┌──

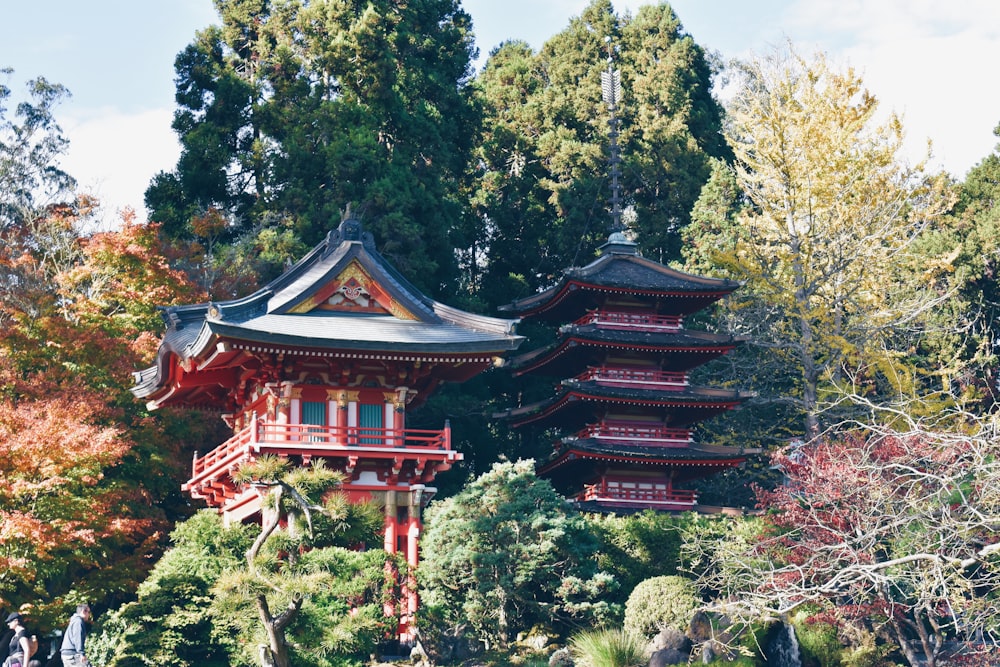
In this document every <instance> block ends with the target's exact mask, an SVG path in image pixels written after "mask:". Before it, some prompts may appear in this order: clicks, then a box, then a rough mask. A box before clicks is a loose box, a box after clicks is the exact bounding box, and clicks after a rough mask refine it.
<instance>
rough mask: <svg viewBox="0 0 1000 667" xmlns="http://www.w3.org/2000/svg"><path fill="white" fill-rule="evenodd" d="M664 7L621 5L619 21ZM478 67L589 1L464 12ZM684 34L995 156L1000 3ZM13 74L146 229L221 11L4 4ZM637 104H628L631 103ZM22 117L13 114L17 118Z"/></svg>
mask: <svg viewBox="0 0 1000 667" xmlns="http://www.w3.org/2000/svg"><path fill="white" fill-rule="evenodd" d="M650 2H651V0H613V4H614V7H615V9H616V11H618V12H619V13H623V12H625V11H631V12H633V13H634V12H635V11H636V10H637V9H638V7H639V6H641V5H643V4H650ZM462 4H463V7H464V8H465V10H466V11H467V12H468V13H469V14H470V15H471V16H472V20H473V28H474V31H475V34H476V43H477V46H478V47H479V49H480V58H479V60H478V61H477V65H478V66H481V65H482V63H483V62H484V60H485V58H486V56H488V54H489V52H490V51H491V50H492V49H493V48H495V47H496V46H497V45H498V44H499V43H501V42H502V41H504V40H507V39H522V40H525V41H527V42H528V43H529V44H531V46H532V47H534V48H535V49H536V50H537V49H538V48H540V47H541V46H542V44H544V42H545V41H546V40H547V39H548V38H549V37H551V36H552V35H554V34H556V33H558V32H560V31H562V30H563V29H564V28H565V27H566V26H567V25H568V23H569V20H570V18H571V17H574V16H579V15H580V13H581V12H582V11H583V9H584V8H585V7H586V6H587V5H588V4H589V2H588V0H463V3H462ZM670 4H671V6H672V7H673V8H674V11H675V12H676V13H677V15H678V17H679V18H680V20H681V23H682V24H683V26H684V30H685V32H687V33H688V34H690V35H691V36H692V37H693V38H694V40H695V41H696V42H697V43H698V44H700V45H701V46H702V47H703V48H705V49H707V50H709V51H712V52H715V53H717V54H718V55H719V56H720V57H721V58H722V60H723V61H726V60H729V59H732V58H745V57H748V56H750V55H753V54H764V53H766V52H767V51H768V50H770V49H772V48H774V47H775V46H780V45H781V44H783V43H784V42H785V41H786V40H788V41H791V43H792V44H794V45H795V47H796V49H797V50H798V51H799V52H801V53H803V54H806V55H809V54H811V53H814V52H816V51H823V52H825V53H826V54H827V56H828V58H829V59H830V61H831V62H832V63H834V64H835V65H837V66H839V67H847V66H851V67H854V68H855V69H856V70H857V71H858V72H859V73H860V74H861V76H862V78H863V80H864V82H865V85H866V87H867V88H868V90H869V91H870V92H872V93H873V94H874V95H875V96H876V97H877V98H878V99H879V100H880V102H881V108H882V109H883V110H884V111H886V112H888V111H894V112H896V113H897V114H899V115H901V116H902V119H903V125H904V128H905V129H906V132H907V143H906V147H907V148H906V152H907V157H908V159H910V160H911V161H914V162H915V161H917V160H918V159H920V158H921V157H922V156H923V155H924V152H925V150H926V147H927V142H928V140H930V141H931V142H932V146H933V153H932V158H931V161H930V165H931V166H932V167H934V168H941V169H945V170H947V171H948V172H950V173H951V174H952V175H953V176H954V177H956V178H963V177H964V176H965V174H966V173H967V172H968V170H969V169H970V168H972V167H973V166H975V165H976V164H977V163H978V162H979V161H981V160H982V159H983V158H985V157H986V156H987V155H989V154H990V153H991V152H993V150H994V148H995V147H996V145H997V142H998V139H997V137H995V136H994V135H993V128H994V127H996V126H997V125H998V124H1000V85H997V72H996V63H998V62H1000V2H996V0H949V1H948V2H941V1H940V0H674V1H673V2H671V3H670ZM0 16H2V17H3V20H2V22H0V68H4V67H11V68H13V70H14V74H13V75H12V76H11V77H8V78H7V79H6V80H5V81H4V80H3V79H0V81H3V82H4V83H6V84H7V85H8V86H10V87H11V88H12V89H13V90H14V92H15V93H19V92H20V91H23V89H24V86H25V84H26V82H27V81H28V80H29V79H32V78H35V77H38V76H43V77H45V78H46V79H47V80H49V81H50V82H53V83H60V84H62V85H64V86H66V87H67V88H68V89H69V90H70V92H71V94H72V97H71V98H70V99H69V100H67V101H64V102H63V103H61V104H60V106H59V107H57V109H56V112H55V114H56V119H57V121H58V122H59V124H60V126H61V127H62V129H63V131H64V133H65V134H66V136H67V137H68V138H69V140H70V148H69V152H68V154H67V155H66V156H65V157H64V159H63V160H62V162H61V165H62V167H63V168H64V169H65V170H66V171H68V172H69V173H70V174H71V175H73V176H74V177H75V178H76V179H77V181H78V182H79V184H80V186H81V188H83V189H84V190H86V191H88V192H90V193H91V194H94V195H96V196H97V197H99V198H100V199H101V201H102V202H104V217H105V219H106V220H107V221H109V223H111V224H113V221H114V220H117V219H118V211H119V210H121V209H122V208H124V207H131V208H133V209H135V210H136V212H137V214H138V218H139V219H140V220H144V219H145V211H144V210H143V209H144V207H143V192H144V191H145V189H146V187H147V186H148V184H149V181H150V179H151V178H152V177H153V175H155V174H156V173H158V172H160V171H170V170H172V169H173V168H174V166H175V165H176V162H177V157H178V155H179V153H180V147H179V144H178V143H177V139H176V136H175V135H174V133H173V131H172V130H171V129H170V122H171V118H172V115H173V112H174V109H175V105H174V99H173V98H174V84H173V80H174V71H173V62H174V58H175V56H176V55H177V54H178V53H179V52H180V51H181V50H182V49H183V48H184V47H185V46H187V45H188V44H189V43H190V42H191V41H192V39H193V38H194V35H195V33H196V32H197V31H198V30H200V29H202V28H205V27H207V26H208V25H210V24H214V23H218V15H217V14H216V12H215V8H214V5H213V3H212V0H90V1H88V2H81V1H80V0H43V1H42V2H32V1H29V0H0ZM626 103H627V91H626ZM8 113H9V112H8Z"/></svg>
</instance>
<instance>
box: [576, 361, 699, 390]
mask: <svg viewBox="0 0 1000 667" xmlns="http://www.w3.org/2000/svg"><path fill="white" fill-rule="evenodd" d="M575 379H577V380H579V381H581V382H597V383H598V384H601V385H605V386H608V387H633V388H648V389H666V390H668V391H681V390H682V389H684V387H686V386H688V378H687V373H677V372H674V371H661V370H658V369H651V368H622V367H606V366H598V367H594V368H588V369H587V370H585V371H584V372H583V373H580V374H579V375H577V376H576V378H575Z"/></svg>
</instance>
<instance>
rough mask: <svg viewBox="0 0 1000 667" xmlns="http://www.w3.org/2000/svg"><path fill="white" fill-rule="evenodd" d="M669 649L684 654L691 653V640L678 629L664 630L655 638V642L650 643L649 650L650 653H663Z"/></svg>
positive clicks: (656, 635) (670, 629)
mask: <svg viewBox="0 0 1000 667" xmlns="http://www.w3.org/2000/svg"><path fill="white" fill-rule="evenodd" d="M667 648H672V649H675V650H677V651H682V652H690V651H691V640H690V639H688V638H687V637H686V636H685V635H684V633H683V632H681V631H680V630H678V629H677V628H663V629H662V630H660V632H659V633H658V634H657V635H656V636H655V637H653V641H652V642H650V645H649V649H650V651H662V650H663V649H667Z"/></svg>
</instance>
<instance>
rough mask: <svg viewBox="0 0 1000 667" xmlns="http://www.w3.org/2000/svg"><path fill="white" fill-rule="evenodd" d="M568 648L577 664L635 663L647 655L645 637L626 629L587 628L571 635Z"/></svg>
mask: <svg viewBox="0 0 1000 667" xmlns="http://www.w3.org/2000/svg"><path fill="white" fill-rule="evenodd" d="M569 652H570V655H571V656H573V660H574V661H575V662H576V664H577V665H580V666H581V667H639V666H640V665H643V664H645V663H646V661H647V660H648V659H649V655H648V653H647V652H646V640H645V638H644V637H641V636H639V635H636V634H634V633H631V632H628V631H626V630H588V631H586V632H581V633H579V634H577V635H573V637H572V638H570V640H569Z"/></svg>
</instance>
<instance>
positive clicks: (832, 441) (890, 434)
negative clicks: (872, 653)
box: [685, 415, 1000, 667]
mask: <svg viewBox="0 0 1000 667" xmlns="http://www.w3.org/2000/svg"><path fill="white" fill-rule="evenodd" d="M897 418H898V415H897ZM998 454H1000V438H998V437H997V424H995V423H991V424H979V425H975V424H972V425H969V426H967V427H966V431H965V432H959V433H954V434H951V433H935V432H931V431H927V430H924V429H922V428H919V427H918V426H916V425H913V426H912V427H911V428H910V429H908V430H906V431H900V430H893V429H879V430H875V429H872V430H870V431H867V432H853V433H846V434H842V435H839V436H836V437H829V438H827V439H824V440H819V441H816V442H814V443H812V444H809V445H805V446H802V447H799V448H797V449H794V450H787V451H783V452H780V453H778V454H776V455H775V457H774V463H775V465H778V466H780V467H781V468H782V469H783V470H784V472H785V474H786V476H787V483H786V484H785V485H784V486H781V487H779V488H777V489H775V490H774V491H769V492H761V493H760V504H761V506H762V507H766V508H768V513H767V514H766V515H765V516H764V517H763V519H762V520H761V521H760V523H759V524H758V525H759V527H760V530H759V531H758V532H757V534H756V536H755V539H740V540H737V541H736V542H733V541H731V540H728V539H726V538H725V537H723V539H721V540H719V541H715V542H711V541H704V540H698V539H691V540H690V541H688V542H686V544H685V550H686V551H687V555H688V558H689V559H690V561H691V562H697V563H701V564H702V565H703V566H705V567H704V569H703V571H702V578H701V583H702V584H703V585H705V586H706V587H707V588H708V589H711V590H714V591H716V592H717V594H718V599H719V603H718V605H717V607H718V608H719V609H720V610H721V611H724V612H725V613H726V614H728V615H730V616H731V617H733V618H737V619H740V620H743V621H745V622H747V623H752V622H754V621H758V620H777V619H783V618H787V617H788V616H789V614H790V613H791V612H792V611H794V610H798V609H800V608H808V606H809V605H818V606H819V607H820V608H821V609H823V610H824V611H822V612H820V613H817V614H814V617H815V618H819V619H821V620H825V621H828V622H832V623H837V624H839V625H840V626H841V627H842V628H844V629H845V630H847V631H849V632H848V634H851V631H853V634H855V635H857V634H859V632H858V631H860V634H865V633H875V634H876V635H877V636H878V637H880V638H881V639H882V640H883V641H884V642H887V643H889V644H890V645H894V646H895V647H896V648H897V649H898V650H899V651H900V652H901V653H902V654H903V655H904V656H905V657H906V659H907V660H908V661H909V663H910V664H911V665H926V666H927V667H935V666H936V665H939V664H942V663H941V662H940V660H941V656H942V653H943V652H944V650H945V648H946V645H947V644H948V643H949V642H953V641H958V642H962V643H963V644H964V645H965V646H966V647H967V648H968V647H972V648H976V647H977V644H978V648H983V646H982V637H983V636H990V633H992V632H993V631H994V629H995V628H996V627H997V623H998V621H1000V607H998V606H997V604H996V596H995V594H994V593H993V591H995V590H996V589H997V586H998V584H1000V579H998V577H1000V574H998V573H1000V570H998V568H997V565H998V564H1000V562H998V558H997V554H998V552H1000V537H998V534H997V531H996V527H997V525H1000V492H998V489H1000V465H998V463H997V461H998V456H997V455H998ZM992 659H993V660H994V661H995V659H996V656H992ZM994 664H995V662H994Z"/></svg>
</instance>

└──

▶ WHAT YOU NEED TO DO
Everything above from the line containing "648L577 664L635 663L647" down to the line containing "negative clicks: (872, 653)" should be copied exactly, both end lines included, and nothing else.

▶ RESULT
rough mask: <svg viewBox="0 0 1000 667" xmlns="http://www.w3.org/2000/svg"><path fill="white" fill-rule="evenodd" d="M568 648L577 664L635 663L647 655L645 637L626 629L587 628L571 635Z"/></svg>
mask: <svg viewBox="0 0 1000 667" xmlns="http://www.w3.org/2000/svg"><path fill="white" fill-rule="evenodd" d="M569 652H570V655H571V656H573V660H574V661H575V662H576V664H577V665H580V666H581V667H639V666H640V665H643V664H645V663H646V661H647V660H648V659H649V655H648V653H647V652H646V640H645V638H644V637H641V636H639V635H636V634H634V633H631V632H628V631H626V630H588V631H586V632H581V633H579V634H577V635H573V637H572V638H570V640H569Z"/></svg>
</instance>
<instance>
positive clicks: (832, 441) (890, 434)
negative clicks: (872, 653)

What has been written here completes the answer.